## PROBLEM DESCRIPTION:
Quote all lines below exactly. Images stay out.
------------------------
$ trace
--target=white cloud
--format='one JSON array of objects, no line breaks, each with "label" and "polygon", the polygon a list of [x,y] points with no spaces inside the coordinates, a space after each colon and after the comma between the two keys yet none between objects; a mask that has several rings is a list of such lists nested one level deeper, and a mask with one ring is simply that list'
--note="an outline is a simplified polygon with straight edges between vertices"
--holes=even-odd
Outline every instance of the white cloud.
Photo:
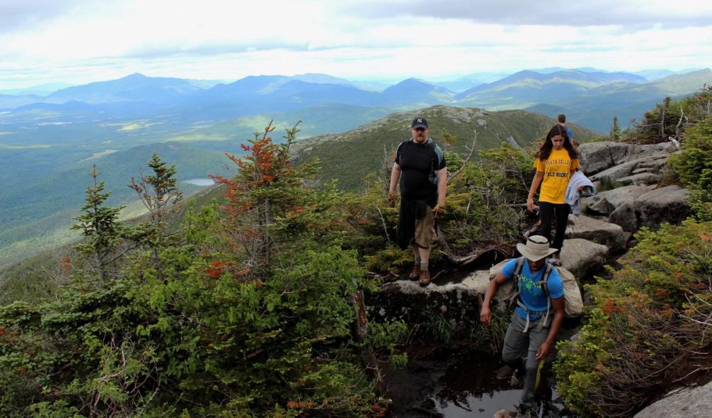
[{"label": "white cloud", "polygon": [[602,1],[4,0],[0,88],[132,72],[441,78],[712,62],[712,3]]}]

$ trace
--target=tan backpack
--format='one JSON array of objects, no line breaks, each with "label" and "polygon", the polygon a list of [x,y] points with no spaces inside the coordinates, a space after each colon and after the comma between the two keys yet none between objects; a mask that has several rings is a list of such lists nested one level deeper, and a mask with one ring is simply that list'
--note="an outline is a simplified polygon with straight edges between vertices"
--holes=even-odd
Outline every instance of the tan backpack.
[{"label": "tan backpack", "polygon": [[[505,260],[490,268],[490,280],[494,279],[498,273],[504,267],[504,265],[515,258]],[[517,258],[517,266],[514,269],[514,280],[508,280],[504,284],[497,289],[497,298],[501,301],[506,301],[508,303],[511,303],[517,301],[518,304],[521,303],[519,300],[519,276],[522,273],[524,266],[524,257]],[[557,273],[561,277],[561,281],[564,284],[564,315],[566,318],[576,318],[583,312],[583,298],[581,297],[581,290],[579,288],[576,278],[570,271],[563,267],[556,267],[548,263],[545,263],[546,270],[544,276],[540,281],[535,282],[535,284],[541,287],[541,290],[546,295],[547,298],[547,315],[548,315],[548,307],[551,306],[551,298],[549,296],[549,289],[546,286],[547,281],[549,280],[549,275],[551,271],[556,268]]]}]

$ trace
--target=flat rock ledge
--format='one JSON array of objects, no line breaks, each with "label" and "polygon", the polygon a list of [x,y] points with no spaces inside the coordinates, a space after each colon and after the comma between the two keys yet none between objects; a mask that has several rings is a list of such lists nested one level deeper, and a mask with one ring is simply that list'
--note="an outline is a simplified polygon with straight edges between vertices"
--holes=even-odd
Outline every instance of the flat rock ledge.
[{"label": "flat rock ledge", "polygon": [[566,228],[566,238],[592,241],[606,246],[611,253],[625,251],[630,235],[619,225],[583,215],[569,215],[569,226]]},{"label": "flat rock ledge", "polygon": [[[589,175],[634,160],[662,157],[674,151],[674,146],[669,142],[638,145],[607,141],[582,144],[579,147],[582,169]],[[631,172],[633,169],[635,168],[632,168]]]},{"label": "flat rock ledge", "polygon": [[579,280],[600,270],[607,258],[607,246],[581,238],[565,239],[561,249],[562,266]]},{"label": "flat rock ledge", "polygon": [[697,418],[712,416],[712,382],[673,391],[634,418]]},{"label": "flat rock ledge", "polygon": [[611,213],[609,220],[624,231],[634,232],[642,226],[657,228],[663,222],[679,224],[691,211],[689,192],[679,186],[666,186],[627,202]]},{"label": "flat rock ledge", "polygon": [[367,297],[366,304],[373,308],[369,315],[400,318],[408,324],[431,324],[436,315],[456,331],[466,329],[469,322],[479,320],[480,299],[489,283],[486,273],[477,279],[439,285],[431,282],[424,287],[407,280],[386,283],[380,292]]},{"label": "flat rock ledge", "polygon": [[623,186],[612,190],[599,192],[595,196],[584,197],[581,204],[587,211],[593,211],[604,215],[609,215],[627,202],[632,202],[651,192],[655,186]]}]

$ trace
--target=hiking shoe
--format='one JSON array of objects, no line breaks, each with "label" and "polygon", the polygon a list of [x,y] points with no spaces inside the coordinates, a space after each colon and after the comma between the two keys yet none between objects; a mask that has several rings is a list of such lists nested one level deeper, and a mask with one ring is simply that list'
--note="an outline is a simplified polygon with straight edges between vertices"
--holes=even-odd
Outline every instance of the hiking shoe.
[{"label": "hiking shoe", "polygon": [[509,379],[513,373],[514,369],[507,365],[504,365],[497,370],[497,380],[504,380],[505,379]]},{"label": "hiking shoe", "polygon": [[418,281],[418,284],[422,286],[426,286],[430,284],[430,272],[427,270],[420,271],[420,280]]},{"label": "hiking shoe", "polygon": [[520,369],[514,370],[512,378],[509,380],[509,385],[512,389],[521,389],[524,387],[524,372]]},{"label": "hiking shoe", "polygon": [[536,417],[534,412],[534,405],[530,402],[520,402],[517,406],[517,418],[531,418]]}]

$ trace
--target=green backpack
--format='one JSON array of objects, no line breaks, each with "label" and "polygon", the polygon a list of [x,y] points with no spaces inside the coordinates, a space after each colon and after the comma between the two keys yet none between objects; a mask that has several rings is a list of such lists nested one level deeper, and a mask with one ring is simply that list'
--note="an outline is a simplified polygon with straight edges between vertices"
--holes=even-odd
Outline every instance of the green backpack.
[{"label": "green backpack", "polygon": [[[490,280],[494,279],[497,273],[504,267],[504,265],[513,259],[509,258],[505,260],[490,268]],[[506,301],[510,304],[516,301],[519,306],[523,306],[523,304],[519,299],[519,276],[522,273],[522,268],[524,267],[524,257],[517,258],[517,266],[514,268],[514,280],[507,281],[503,285],[499,286],[499,288],[497,290],[496,296],[499,300]],[[576,278],[574,277],[574,275],[570,271],[563,267],[554,266],[548,263],[545,263],[545,264],[546,270],[544,271],[542,280],[535,282],[534,284],[540,286],[542,291],[546,295],[547,310],[545,315],[548,316],[551,307],[551,297],[549,296],[549,288],[546,286],[547,281],[549,280],[549,276],[551,274],[552,270],[555,268],[557,273],[559,273],[559,276],[561,277],[561,281],[564,285],[564,316],[566,318],[576,318],[580,316],[583,312],[583,298],[581,296],[581,290],[579,288]],[[523,306],[523,308],[526,310],[525,307]]]}]

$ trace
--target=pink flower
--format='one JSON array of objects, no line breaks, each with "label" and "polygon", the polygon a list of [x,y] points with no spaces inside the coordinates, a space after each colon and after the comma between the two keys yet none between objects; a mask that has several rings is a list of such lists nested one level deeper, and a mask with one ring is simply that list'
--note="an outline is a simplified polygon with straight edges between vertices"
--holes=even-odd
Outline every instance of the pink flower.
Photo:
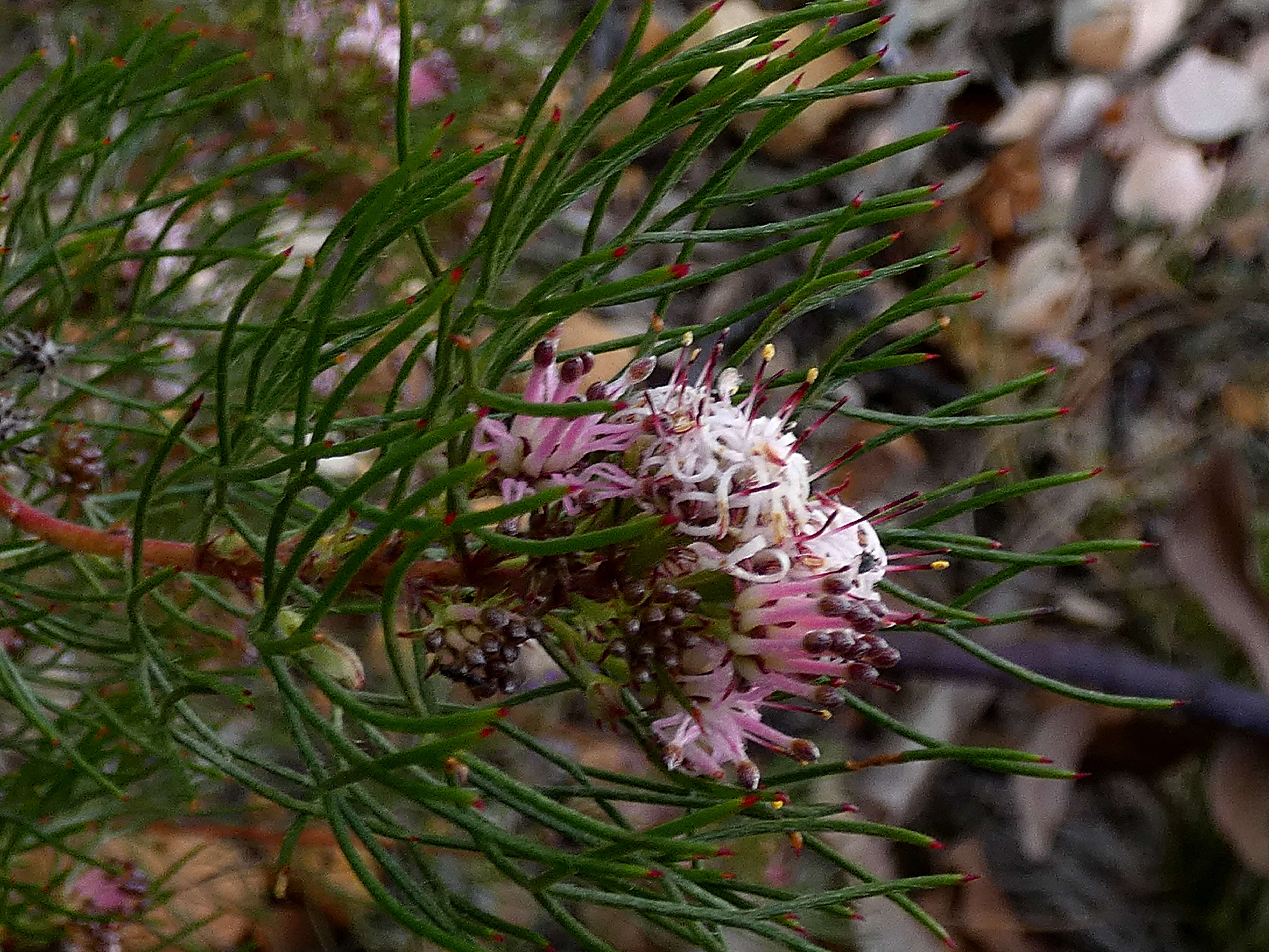
[{"label": "pink flower", "polygon": [[305,42],[313,43],[325,32],[326,22],[313,0],[296,0],[287,17],[286,33]]},{"label": "pink flower", "polygon": [[[590,354],[570,357],[556,362],[556,343],[543,340],[533,352],[533,371],[524,387],[524,399],[534,404],[577,402],[582,378],[594,367]],[[642,381],[652,372],[651,359],[634,360],[612,383],[596,383],[586,396],[608,400],[622,393],[631,383]],[[629,423],[604,423],[603,414],[585,416],[529,416],[520,414],[510,423],[483,418],[476,424],[472,448],[476,452],[497,454],[497,468],[514,481],[533,485],[539,480],[561,481],[555,477],[571,475],[563,482],[582,485],[598,480],[599,491],[624,495],[633,480],[612,463],[581,467],[593,453],[618,453],[626,449],[638,426]],[[504,484],[504,496],[506,486]]]},{"label": "pink flower", "polygon": [[396,79],[400,71],[401,28],[390,23],[379,0],[368,0],[353,25],[335,38],[335,51],[377,62]]},{"label": "pink flower", "polygon": [[763,724],[760,708],[766,703],[770,689],[765,685],[744,687],[730,659],[706,674],[680,678],[679,687],[693,702],[692,708],[679,707],[652,724],[652,732],[664,750],[665,765],[671,770],[687,769],[721,779],[723,765],[735,764],[740,784],[756,790],[761,777],[758,765],[749,759],[747,741],[802,762],[820,757],[811,741],[791,737]]},{"label": "pink flower", "polygon": [[458,89],[458,70],[444,50],[433,50],[410,66],[410,108],[444,99]]}]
------------------------
## IN RESPONSE:
$ trace
--target=white cloud
--format='one JSON array of objects, no line breaks, each with "label" and "polygon", the polygon a list of [x,y] points with no spaces inside the coordinates, a space after each colon and after the comma between the two keys yet none between objects; a mask that has several rings is a list of such lists nested one level deeper, and a mask with one ring is simply that list'
--note="an outline is a simplified polygon with straight edges between vertices"
--holes=even-odd
Outline every instance of the white cloud.
Photo:
[{"label": "white cloud", "polygon": [[602,1],[4,0],[0,88],[132,72],[441,78],[712,62],[712,3]]}]

$ trace
--target=tan backpack
--format='one JSON array of objects, no line breaks, each with "label" and "polygon", the polygon a list of [x,y] points with no spaces inside the coordinates, a space after each colon and after the comma between the two keys yet none between objects; a mask that has several rings is a list of such lists nested one level deeper, and a mask with one ring is simply that list'
--note="an outline is a simplified polygon with straight edges between vertices"
--holes=even-odd
Outline every instance of the tan backpack.
[{"label": "tan backpack", "polygon": [[[505,260],[490,268],[490,280],[494,279],[498,273],[504,267],[504,265],[515,258]],[[517,258],[517,266],[514,269],[514,280],[508,280],[504,284],[497,289],[497,298],[501,301],[506,301],[508,303],[511,303],[517,301],[518,304],[521,303],[519,300],[519,276],[522,273],[524,266],[524,257]],[[557,273],[561,277],[561,281],[564,284],[564,315],[566,318],[576,318],[583,312],[583,298],[581,297],[581,290],[579,288],[576,278],[570,271],[563,267],[556,267],[548,263],[545,263],[546,270],[544,276],[540,281],[535,282],[535,284],[541,287],[541,290],[546,295],[547,298],[547,315],[548,315],[548,307],[551,306],[551,298],[549,296],[549,289],[546,286],[547,281],[549,280],[549,275],[551,271],[556,268]]]}]

$ trace
--target=flat rock ledge
--format='one JSON array of objects, no line breaks, each with "label" and "polygon", the polygon a list of [x,y] points with no spaces inside the coordinates, a space after each colon and after the comma between the two keys yet none between objects; a mask that has several rings is a list of such lists nested one level deeper, and a mask with one ring is simply that list'
--note="an outline is a simplified polygon with straight edges between vertices"
--holes=even-odd
Outline every instance of the flat rock ledge.
[{"label": "flat rock ledge", "polygon": [[566,228],[566,238],[592,241],[606,246],[611,253],[625,251],[630,235],[619,225],[583,215],[569,215],[569,226]]},{"label": "flat rock ledge", "polygon": [[[589,175],[634,160],[662,157],[674,151],[674,146],[669,142],[638,145],[607,141],[582,144],[579,147],[582,169]],[[631,172],[633,169],[635,168],[632,168]]]},{"label": "flat rock ledge", "polygon": [[579,280],[600,270],[607,258],[607,246],[581,238],[565,239],[561,249],[562,266]]},{"label": "flat rock ledge", "polygon": [[697,418],[712,416],[712,382],[673,391],[634,418]]},{"label": "flat rock ledge", "polygon": [[611,213],[609,220],[624,231],[634,232],[642,226],[657,228],[663,222],[679,224],[691,211],[689,192],[679,186],[666,186],[627,202]]},{"label": "flat rock ledge", "polygon": [[367,297],[366,304],[373,308],[369,315],[400,318],[408,324],[431,324],[436,315],[456,331],[466,329],[469,322],[479,320],[480,299],[489,283],[486,273],[477,279],[439,285],[431,282],[424,287],[407,280],[386,283],[380,292]]},{"label": "flat rock ledge", "polygon": [[623,186],[612,190],[599,192],[595,196],[584,197],[581,204],[587,211],[593,211],[604,215],[609,215],[627,202],[632,202],[651,192],[655,186]]}]

$ trace
--target=hiking shoe
--format='one JSON array of objects, no line breaks, each with "label" and "polygon", the polygon a list of [x,y] points with no spaces inside the coordinates, a space after each colon and after the comma between the two keys yet none between objects; a mask that has several rings is a list of such lists nested one level deeper, and a mask with one ring is simply that list'
--note="an outline is a simplified polygon with straight edges between vertices"
--holes=even-odd
Outline every instance of the hiking shoe.
[{"label": "hiking shoe", "polygon": [[509,379],[513,373],[514,369],[507,365],[504,365],[497,370],[497,380],[504,380],[505,379]]},{"label": "hiking shoe", "polygon": [[418,281],[418,284],[422,286],[426,286],[430,284],[430,272],[427,270],[420,271],[420,280]]},{"label": "hiking shoe", "polygon": [[520,369],[514,370],[512,378],[509,380],[509,385],[512,389],[521,389],[524,387],[524,372]]},{"label": "hiking shoe", "polygon": [[536,417],[534,412],[534,405],[530,402],[520,402],[517,406],[517,418],[531,418]]}]

$ trace
--target=green backpack
--format='one JSON array of objects, no line breaks, each with "label" and "polygon", the polygon a list of [x,y] points with no spaces inside the coordinates, a space after each colon and after the comma between the two keys yet none between objects; a mask that has several rings is a list of such lists nested one level deeper, and a mask with one ring is simply that list'
--note="an outline is a simplified polygon with straight edges between vertices"
--holes=even-odd
Outline every instance of the green backpack.
[{"label": "green backpack", "polygon": [[[490,280],[494,279],[497,273],[504,267],[504,265],[513,259],[509,258],[505,260],[490,268]],[[506,301],[510,304],[516,301],[519,306],[523,306],[523,304],[519,299],[519,276],[522,273],[522,268],[524,267],[524,257],[517,258],[517,266],[514,268],[514,280],[507,281],[503,285],[499,286],[499,288],[497,290],[496,296],[499,300]],[[576,278],[574,277],[574,275],[570,271],[563,267],[554,266],[548,263],[545,263],[545,264],[546,270],[544,271],[542,280],[535,282],[534,284],[540,286],[542,291],[546,295],[547,310],[545,315],[548,316],[551,307],[551,297],[549,296],[549,288],[546,286],[547,281],[549,280],[549,276],[551,274],[552,270],[555,268],[557,273],[559,273],[559,276],[561,277],[561,281],[564,285],[564,316],[566,318],[576,318],[580,316],[583,312],[583,298],[581,296],[581,290],[579,288]],[[523,306],[523,308],[526,310],[525,307]]]}]

$ trace
--target=pink flower
--format='one JSON array of objects, no line breaks, each with "label" and "polygon", the polygon a list of [x,y] points with no spaces inside the coordinates, a space after each colon and after the comma between the two keys yet none between objects; a mask that has several rings is a list of such lists nested one level deeper, and a mask with one ring is simply that list'
--note="an outline is a simplified polygon with straight edges between vertices"
--holes=even-odd
Outline every instance of the pink flower.
Photo:
[{"label": "pink flower", "polygon": [[305,42],[313,43],[325,32],[326,22],[313,0],[296,0],[287,17],[286,33]]},{"label": "pink flower", "polygon": [[[590,354],[570,357],[556,362],[556,343],[543,340],[533,352],[533,371],[524,387],[524,399],[534,404],[577,402],[582,378],[594,367]],[[642,381],[652,372],[651,359],[634,360],[612,383],[596,383],[586,396],[608,400],[622,393],[631,383]],[[629,423],[604,423],[603,414],[585,416],[529,416],[520,414],[510,423],[483,418],[476,424],[472,448],[476,452],[497,454],[497,468],[514,481],[533,485],[539,480],[561,481],[555,477],[571,475],[563,482],[582,485],[598,480],[599,491],[624,495],[633,480],[612,463],[581,467],[593,453],[618,453],[626,449],[638,426]],[[504,484],[504,496],[506,486]]]},{"label": "pink flower", "polygon": [[396,79],[400,71],[401,28],[390,23],[379,0],[368,0],[353,25],[335,38],[335,51],[377,62]]},{"label": "pink flower", "polygon": [[763,724],[760,708],[766,703],[770,689],[765,685],[744,687],[730,659],[706,674],[680,678],[679,687],[693,702],[692,708],[679,707],[652,724],[652,732],[664,750],[665,765],[671,770],[687,769],[721,779],[723,765],[735,764],[740,784],[756,790],[761,777],[758,765],[749,759],[747,741],[802,762],[820,757],[811,741],[791,737]]},{"label": "pink flower", "polygon": [[458,89],[458,70],[444,50],[433,50],[410,66],[410,108],[444,99]]}]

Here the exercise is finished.